Stated exercise | Please pick out each line in the records below that contains the string "peak", and copy those lines.

Stored records |
○ ○ ○ ○ ○

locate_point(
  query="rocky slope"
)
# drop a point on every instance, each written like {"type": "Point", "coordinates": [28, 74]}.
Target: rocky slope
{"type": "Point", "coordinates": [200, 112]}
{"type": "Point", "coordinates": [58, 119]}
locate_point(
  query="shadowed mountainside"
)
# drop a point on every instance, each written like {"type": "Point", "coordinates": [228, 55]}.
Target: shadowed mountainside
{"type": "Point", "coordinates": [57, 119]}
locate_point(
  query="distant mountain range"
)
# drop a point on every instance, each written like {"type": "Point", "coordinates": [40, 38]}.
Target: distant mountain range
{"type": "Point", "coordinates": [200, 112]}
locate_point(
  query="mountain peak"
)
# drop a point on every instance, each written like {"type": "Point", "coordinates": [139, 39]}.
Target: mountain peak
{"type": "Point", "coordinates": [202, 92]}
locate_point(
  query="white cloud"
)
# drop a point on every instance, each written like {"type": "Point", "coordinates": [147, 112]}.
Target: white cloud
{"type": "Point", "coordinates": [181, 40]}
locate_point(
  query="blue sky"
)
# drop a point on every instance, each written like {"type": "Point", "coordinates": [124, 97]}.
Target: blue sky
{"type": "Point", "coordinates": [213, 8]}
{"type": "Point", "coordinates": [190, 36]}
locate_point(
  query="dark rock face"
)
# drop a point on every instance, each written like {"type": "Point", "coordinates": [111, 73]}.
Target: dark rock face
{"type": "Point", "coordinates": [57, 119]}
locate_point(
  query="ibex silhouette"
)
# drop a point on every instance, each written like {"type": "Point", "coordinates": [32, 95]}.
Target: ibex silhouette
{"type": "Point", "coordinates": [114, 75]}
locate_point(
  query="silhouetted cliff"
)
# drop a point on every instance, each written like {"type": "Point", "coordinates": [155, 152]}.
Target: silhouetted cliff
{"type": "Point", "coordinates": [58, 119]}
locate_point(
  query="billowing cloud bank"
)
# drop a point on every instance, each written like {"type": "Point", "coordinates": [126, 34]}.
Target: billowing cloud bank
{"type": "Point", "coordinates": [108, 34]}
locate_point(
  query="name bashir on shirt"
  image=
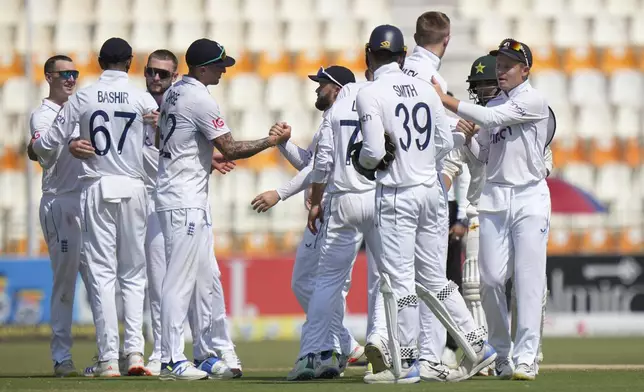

○ ○ ○ ○ ○

Reply |
  query="mountain peak"
Target: mountain peak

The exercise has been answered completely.